*** Excerpt to read

Determining whether their fears are grounded in reality is difficult.
Congressional Republicans have yet to introduce a replacement health care plan - offering, instead, vague promises that coverage will remain robust across the nation. Trump, too, has yet to propose a replacement, but has said his plan will "cover everybody."
Insurance coverage under the Affordable Care Act for 2017 is expected to be honored, because that plan year has begun.
For their part, Colorado Medicaid officials are urging caution.
"It's not clear what is going to change fast, and what will take more time," said Judy Zerzan, the program's chief medical officer.
Reaction from Colorado's delegation has been mixed.
In a statement, Sen. Michael Bennet, D-Colo., called for fixing the health law, rather than scrapping it. Should it be replaced, he stressed the next version "must not roll back the progress we have made" on making reproductive health services accessible.
Rep. Doug Lamborn, R-Colorado Springs, however, characterized the law as having caused "disruptions and chaos."
"While I appreciate that there is uncertainty out there for some, I would encourage them to give the new president and the unified Republican government a chance to show that there is a better way forward for health care improvement and reform in this country," he said in a statement.
U.S. Sen. Cory Gardner, who describes himself as "pro-life," recently reintroduced legislation seeking to make birth control available over the counter without a prescription. His plan has come under fire from Planned Parenthood, however, amid concerns that too few options would be available.

******
*** Record set

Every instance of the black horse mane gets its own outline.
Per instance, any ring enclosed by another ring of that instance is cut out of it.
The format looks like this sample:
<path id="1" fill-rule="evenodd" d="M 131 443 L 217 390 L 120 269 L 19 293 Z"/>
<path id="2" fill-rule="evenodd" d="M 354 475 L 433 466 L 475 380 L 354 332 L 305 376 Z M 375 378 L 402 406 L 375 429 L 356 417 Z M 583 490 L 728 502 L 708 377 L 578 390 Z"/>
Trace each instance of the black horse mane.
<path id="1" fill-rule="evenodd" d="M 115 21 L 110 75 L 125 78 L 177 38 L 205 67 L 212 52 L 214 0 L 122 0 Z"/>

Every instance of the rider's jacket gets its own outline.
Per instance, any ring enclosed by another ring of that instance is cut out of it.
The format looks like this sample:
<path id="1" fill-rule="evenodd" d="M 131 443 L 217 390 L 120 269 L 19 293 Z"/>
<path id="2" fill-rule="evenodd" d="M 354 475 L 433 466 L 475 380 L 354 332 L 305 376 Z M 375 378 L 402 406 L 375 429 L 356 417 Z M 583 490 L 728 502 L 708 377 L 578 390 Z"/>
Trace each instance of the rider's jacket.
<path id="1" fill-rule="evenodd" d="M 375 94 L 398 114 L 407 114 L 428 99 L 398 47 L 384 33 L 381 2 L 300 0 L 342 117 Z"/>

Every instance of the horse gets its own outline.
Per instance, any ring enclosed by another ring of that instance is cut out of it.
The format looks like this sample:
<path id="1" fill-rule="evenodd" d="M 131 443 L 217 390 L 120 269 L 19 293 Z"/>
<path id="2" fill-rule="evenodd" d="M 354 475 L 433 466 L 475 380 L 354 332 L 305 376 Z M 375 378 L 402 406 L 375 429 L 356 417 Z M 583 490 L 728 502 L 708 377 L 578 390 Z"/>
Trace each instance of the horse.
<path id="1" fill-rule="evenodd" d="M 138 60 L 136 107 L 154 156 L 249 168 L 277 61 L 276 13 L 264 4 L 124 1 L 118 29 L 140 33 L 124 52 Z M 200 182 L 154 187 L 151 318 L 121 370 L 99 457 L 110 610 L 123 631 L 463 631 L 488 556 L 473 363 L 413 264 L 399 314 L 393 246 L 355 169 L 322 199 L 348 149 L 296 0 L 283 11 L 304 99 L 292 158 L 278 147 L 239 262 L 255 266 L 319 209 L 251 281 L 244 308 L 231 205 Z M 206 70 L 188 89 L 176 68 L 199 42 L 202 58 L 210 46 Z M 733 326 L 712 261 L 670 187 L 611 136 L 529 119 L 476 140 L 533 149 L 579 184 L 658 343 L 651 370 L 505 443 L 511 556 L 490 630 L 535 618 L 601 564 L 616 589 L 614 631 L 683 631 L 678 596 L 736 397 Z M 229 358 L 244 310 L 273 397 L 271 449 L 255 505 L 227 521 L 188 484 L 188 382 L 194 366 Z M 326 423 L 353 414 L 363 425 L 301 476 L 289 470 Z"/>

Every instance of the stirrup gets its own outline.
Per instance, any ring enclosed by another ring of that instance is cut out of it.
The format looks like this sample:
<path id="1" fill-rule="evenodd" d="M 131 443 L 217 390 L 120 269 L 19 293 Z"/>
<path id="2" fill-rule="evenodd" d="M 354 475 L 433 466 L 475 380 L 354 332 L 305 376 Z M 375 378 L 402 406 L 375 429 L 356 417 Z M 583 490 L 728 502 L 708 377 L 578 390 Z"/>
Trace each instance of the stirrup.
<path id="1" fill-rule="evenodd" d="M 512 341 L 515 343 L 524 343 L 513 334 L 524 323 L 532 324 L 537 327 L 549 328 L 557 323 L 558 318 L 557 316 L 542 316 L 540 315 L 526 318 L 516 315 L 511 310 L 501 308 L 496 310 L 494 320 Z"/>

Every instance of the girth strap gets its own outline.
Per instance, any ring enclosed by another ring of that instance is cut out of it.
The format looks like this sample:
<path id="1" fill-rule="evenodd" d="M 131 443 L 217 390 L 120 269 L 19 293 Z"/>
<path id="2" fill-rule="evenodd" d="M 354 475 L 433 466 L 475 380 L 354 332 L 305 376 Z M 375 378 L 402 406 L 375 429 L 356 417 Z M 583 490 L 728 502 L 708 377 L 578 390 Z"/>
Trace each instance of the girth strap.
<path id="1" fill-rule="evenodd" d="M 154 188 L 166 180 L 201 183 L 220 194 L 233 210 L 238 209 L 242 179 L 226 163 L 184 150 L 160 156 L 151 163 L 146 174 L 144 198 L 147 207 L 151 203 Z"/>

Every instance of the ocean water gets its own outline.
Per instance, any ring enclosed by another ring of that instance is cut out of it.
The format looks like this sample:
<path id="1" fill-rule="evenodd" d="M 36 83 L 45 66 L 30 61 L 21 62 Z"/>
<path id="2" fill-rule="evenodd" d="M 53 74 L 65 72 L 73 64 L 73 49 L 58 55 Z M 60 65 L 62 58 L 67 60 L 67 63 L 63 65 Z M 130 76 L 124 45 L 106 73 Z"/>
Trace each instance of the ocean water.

******

→ What is required:
Please write out the health care excerpt again, starting at "Determining whether their" and ending at "chief medical officer.", and put "strong" in place of "robust".

→ Response area:
Determining whether their fears are grounded in reality is difficult.
Congressional Republicans have yet to introduce a replacement health care plan - offering, instead, vague promises that coverage will remain strong across the nation. Trump, too, has yet to propose a replacement, but has said his plan will "cover everybody."
Insurance coverage under the Affordable Care Act for 2017 is expected to be honored, because that plan year has begun.
For their part, Colorado Medicaid officials are urging caution.
"It's not clear what is going to change fast, and what will take more time," said Judy Zerzan, the program's chief medical officer.